▶ **Directions**
Your task is to copy every record exactly.

════════════════

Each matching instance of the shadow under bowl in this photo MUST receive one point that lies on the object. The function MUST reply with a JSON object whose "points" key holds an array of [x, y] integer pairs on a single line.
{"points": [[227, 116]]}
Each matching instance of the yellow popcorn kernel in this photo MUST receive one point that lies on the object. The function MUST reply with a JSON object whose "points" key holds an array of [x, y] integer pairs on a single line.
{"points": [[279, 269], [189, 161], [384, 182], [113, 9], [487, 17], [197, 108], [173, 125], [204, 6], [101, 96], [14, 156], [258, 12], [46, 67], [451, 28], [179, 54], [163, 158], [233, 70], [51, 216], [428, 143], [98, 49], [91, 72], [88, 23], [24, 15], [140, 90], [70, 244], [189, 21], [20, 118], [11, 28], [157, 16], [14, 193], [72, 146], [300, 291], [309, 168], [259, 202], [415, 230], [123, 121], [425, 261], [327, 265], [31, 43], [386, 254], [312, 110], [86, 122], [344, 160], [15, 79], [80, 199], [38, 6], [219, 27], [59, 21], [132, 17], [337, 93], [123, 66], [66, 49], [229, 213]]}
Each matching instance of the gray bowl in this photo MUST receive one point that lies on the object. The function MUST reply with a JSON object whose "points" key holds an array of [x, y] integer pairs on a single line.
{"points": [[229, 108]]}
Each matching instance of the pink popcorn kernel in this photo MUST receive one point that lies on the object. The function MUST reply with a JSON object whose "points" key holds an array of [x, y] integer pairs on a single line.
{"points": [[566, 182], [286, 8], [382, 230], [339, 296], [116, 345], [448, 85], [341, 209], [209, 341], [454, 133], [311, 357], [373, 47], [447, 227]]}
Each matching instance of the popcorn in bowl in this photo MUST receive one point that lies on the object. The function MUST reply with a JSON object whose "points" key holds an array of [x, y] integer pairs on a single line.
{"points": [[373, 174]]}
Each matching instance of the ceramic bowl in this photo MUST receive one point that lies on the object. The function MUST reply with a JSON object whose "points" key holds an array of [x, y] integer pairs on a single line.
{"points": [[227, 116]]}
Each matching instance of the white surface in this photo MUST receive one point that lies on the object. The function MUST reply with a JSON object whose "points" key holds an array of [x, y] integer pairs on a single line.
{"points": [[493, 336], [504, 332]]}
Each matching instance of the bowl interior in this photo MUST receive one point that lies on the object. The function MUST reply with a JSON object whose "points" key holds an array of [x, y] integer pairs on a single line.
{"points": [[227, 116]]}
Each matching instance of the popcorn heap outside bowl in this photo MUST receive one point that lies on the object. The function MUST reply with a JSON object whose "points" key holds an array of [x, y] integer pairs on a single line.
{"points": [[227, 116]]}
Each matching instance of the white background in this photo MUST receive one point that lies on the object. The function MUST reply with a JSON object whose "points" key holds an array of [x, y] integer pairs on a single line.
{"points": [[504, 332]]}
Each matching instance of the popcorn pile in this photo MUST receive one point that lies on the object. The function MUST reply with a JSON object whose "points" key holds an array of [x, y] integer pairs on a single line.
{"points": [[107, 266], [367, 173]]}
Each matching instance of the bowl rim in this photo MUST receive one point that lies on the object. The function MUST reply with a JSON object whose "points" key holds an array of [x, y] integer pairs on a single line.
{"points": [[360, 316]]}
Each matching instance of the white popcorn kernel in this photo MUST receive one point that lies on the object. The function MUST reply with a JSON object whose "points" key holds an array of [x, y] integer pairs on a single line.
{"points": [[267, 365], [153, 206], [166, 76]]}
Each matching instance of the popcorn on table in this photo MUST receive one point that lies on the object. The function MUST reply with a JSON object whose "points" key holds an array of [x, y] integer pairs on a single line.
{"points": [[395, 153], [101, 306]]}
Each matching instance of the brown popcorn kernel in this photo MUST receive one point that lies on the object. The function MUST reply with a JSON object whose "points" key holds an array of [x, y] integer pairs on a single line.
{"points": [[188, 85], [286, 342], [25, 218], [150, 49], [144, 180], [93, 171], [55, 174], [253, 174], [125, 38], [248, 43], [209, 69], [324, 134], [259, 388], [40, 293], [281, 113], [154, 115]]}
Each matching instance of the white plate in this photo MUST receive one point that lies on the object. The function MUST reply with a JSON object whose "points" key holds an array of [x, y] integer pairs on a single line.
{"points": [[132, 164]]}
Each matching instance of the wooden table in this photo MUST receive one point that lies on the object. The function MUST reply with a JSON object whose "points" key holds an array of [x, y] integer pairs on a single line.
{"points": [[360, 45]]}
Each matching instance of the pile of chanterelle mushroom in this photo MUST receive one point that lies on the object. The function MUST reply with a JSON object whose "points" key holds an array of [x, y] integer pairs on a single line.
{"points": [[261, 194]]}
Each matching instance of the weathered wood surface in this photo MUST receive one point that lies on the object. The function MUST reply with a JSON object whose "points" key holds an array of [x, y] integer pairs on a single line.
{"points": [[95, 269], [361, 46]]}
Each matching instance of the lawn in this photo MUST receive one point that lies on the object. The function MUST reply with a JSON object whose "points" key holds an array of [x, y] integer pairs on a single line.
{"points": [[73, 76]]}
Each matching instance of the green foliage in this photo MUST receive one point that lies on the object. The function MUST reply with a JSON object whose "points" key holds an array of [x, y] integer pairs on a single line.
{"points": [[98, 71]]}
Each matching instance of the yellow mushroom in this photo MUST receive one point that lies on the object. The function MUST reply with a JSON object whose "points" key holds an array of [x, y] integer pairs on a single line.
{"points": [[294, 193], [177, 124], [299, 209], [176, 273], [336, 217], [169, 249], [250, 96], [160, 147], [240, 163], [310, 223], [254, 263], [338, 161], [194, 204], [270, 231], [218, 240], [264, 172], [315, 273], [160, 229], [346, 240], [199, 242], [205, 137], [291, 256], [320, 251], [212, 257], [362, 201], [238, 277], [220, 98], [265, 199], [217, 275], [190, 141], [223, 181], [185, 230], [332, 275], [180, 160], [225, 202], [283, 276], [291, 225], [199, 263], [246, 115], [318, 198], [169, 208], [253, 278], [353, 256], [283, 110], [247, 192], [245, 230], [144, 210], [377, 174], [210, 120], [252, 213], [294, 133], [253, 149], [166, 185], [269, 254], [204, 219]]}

════════════════

▶ **Solution for this exercise**
Each matching instance of the shadow under bowl in this photo MUST receive one point that lies on the object. The function MUST reply with a JSON object whose "points" key holds an array of [x, y] integer pairs on a single line.
{"points": [[227, 116]]}
Each matching instance of the yellow popcorn kernel in this photo MUST receive one point that lies on the object. The function MUST reply with a JSON object whose "points" key holds an array of [x, y] integer pairs on a single line.
{"points": [[279, 269], [189, 161], [384, 182], [113, 9], [487, 17], [197, 108], [173, 125], [204, 6], [101, 96], [14, 156], [258, 12], [46, 67], [451, 28], [179, 54], [163, 158], [233, 70], [51, 216], [428, 143], [98, 49], [91, 72], [88, 23], [24, 15], [140, 90], [70, 244], [189, 21], [20, 118], [11, 28], [157, 16], [14, 193], [72, 146], [300, 291], [309, 168], [259, 202], [415, 230], [123, 121], [425, 261], [327, 265], [31, 43], [386, 254], [312, 110], [86, 122], [344, 160], [15, 79], [80, 199], [38, 6], [219, 27], [59, 21], [132, 17], [337, 93], [123, 66], [66, 49], [229, 213]]}
Each matching instance of the gray bowl in this photo MUST receive one point that lies on the object. The function MUST reply with a JSON object whose "points" key holds an array of [x, y] integer pairs on a single line.
{"points": [[229, 108]]}
Each matching instance of the pink popcorn kernel in this photo MUST receive one point that lies on the object. The function MUST reply with a JSON object whose "points" key holds an array of [x, y] integer pairs on a single line.
{"points": [[566, 182], [286, 8], [382, 230], [339, 296], [116, 345], [448, 85], [341, 209], [209, 341], [454, 133], [311, 357], [373, 47], [447, 227]]}
Each matching instance of the popcorn in bowl in this photo MUST receive one point that lies on the object. The function MUST reply with a JSON object whose "points" key holds an array of [x, y] integer pairs on a single line.
{"points": [[373, 174]]}
Each matching instance of the ceramic bowl in this photo MUST receive one point that lies on the object. The function MUST reply with a JSON object whose "points" key holds an array of [x, y] integer pairs on a single line.
{"points": [[227, 116]]}
Each matching instance of the white surface in this photo MUST receive one point that lies on the object. The function MUST reply with a JSON object whose "points" key holds an array of [x, y] integer pairs on a single line.
{"points": [[493, 336], [504, 332]]}
Each matching instance of the bowl interior in this photo MUST receive one point that lies on the object. The function MUST reply with a JSON object whose "points" key holds an array of [x, y] integer pairs on a single line.
{"points": [[227, 116]]}
Each matching instance of the popcorn heap outside bowl in this photo MUST receive one point that lies on the object. The function MUST reply with a JSON object whose "points" key holds an array of [x, y] integer pairs on a single line.
{"points": [[227, 116]]}
Each matching instance of the white background in this photo MUST receive one point that lies on the object. The function MUST reply with a JSON object whose "points" key holds an array of [x, y] integer pairs on a single line.
{"points": [[504, 332]]}
Each matching instance of the popcorn pile in this photo MUST receive one point that lies on the object. The function MUST reply with a JSON object whose "points" key holds an array of [x, y] integer pairs on a single line.
{"points": [[107, 266], [367, 173]]}
Each matching instance of the bowl rim in this photo MUST receive one point that lies on the object. The function MUST reply with a JSON object whose "points" key holds an array of [x, y] integer pairs on a single line.
{"points": [[360, 316]]}
Each matching instance of the white popcorn kernel in this photo MUST receive one point that lies on the object. The function MUST reply with a JSON object whose "points" key holds an array of [x, y] integer pairs on a single line.
{"points": [[267, 365], [153, 206], [166, 76]]}
Each matching instance of the popcorn on table in this photo MUST receive one point that lies on the object. The function MUST reply with a JSON object whose "points" key holds an array of [x, y] integer pairs on a single line.
{"points": [[395, 153], [101, 306]]}
Each matching instance of the brown popcorn kernel in this photo MUST receive one point that lies on the object. The function MUST reply with a JSON object whose "points" key holds an array of [x, y] integer pairs on a single line.
{"points": [[188, 85], [286, 342], [25, 218], [150, 49], [144, 180], [93, 171], [55, 174], [253, 174], [125, 38], [248, 43], [209, 69], [324, 134], [259, 388], [40, 293], [281, 113], [154, 115]]}
Each matching instance of the white plate in this photo MUST receive one point that lies on the object. The function MUST reply with a JSON object whose "points" key holds an array of [x, y] integer pairs on a single line.
{"points": [[132, 164]]}
Each matching instance of the wooden table in this photo MUST receive one point that lies on the object. The function MUST reply with a JSON object whose "points" key holds an array of [x, y] integer pairs on a single line.
{"points": [[360, 45]]}
Each matching instance of the pile of chanterelle mushroom in this photo MUST receive one point that lies on the object. The function MUST reply with a JSON object whose "points" key holds an array of [x, y] integer pairs on a single line.
{"points": [[261, 194]]}
Each matching instance of the weathered wood surface in this photo MUST receive one point that lies on the object. The function MUST reply with a JSON object whose "points" key holds an array of [x, y] integer pairs on a single line.
{"points": [[95, 269], [361, 46]]}
Each matching instance of the lawn in this photo MUST receive one point that lies on the object. The function MUST reply with a JSON object whose "points" key holds an array of [x, y] integer pairs on a single line.
{"points": [[73, 76]]}
Each matching instance of the green foliage in this photo MUST receive one point that lies on the object. The function MUST reply with a JSON object whose "points" key holds an array of [x, y] integer pairs on a single line.
{"points": [[98, 71]]}
Each matching instance of the yellow mushroom in this photo MUST receive one point that lies on the object. The function MUST reply with a JSON object whose "points" key holds an array of [x, y] integer pairs on a single line.
{"points": [[294, 193], [177, 124], [299, 209], [176, 273], [336, 217], [169, 249], [250, 96], [160, 147], [240, 163], [310, 223], [254, 263], [338, 161], [194, 204], [270, 231], [218, 240], [264, 172], [315, 273], [160, 229], [346, 240], [199, 242], [205, 137], [291, 256], [320, 251], [212, 257], [362, 201], [238, 277], [220, 98], [265, 199], [217, 275], [190, 141], [223, 181], [185, 230], [332, 275], [180, 160], [225, 202], [283, 276], [291, 225], [199, 263], [246, 115], [318, 198], [169, 208], [253, 278], [353, 256], [283, 110], [247, 192], [245, 230], [144, 210], [377, 174], [210, 120], [252, 213], [294, 133], [253, 149], [166, 185], [269, 254], [204, 219]]}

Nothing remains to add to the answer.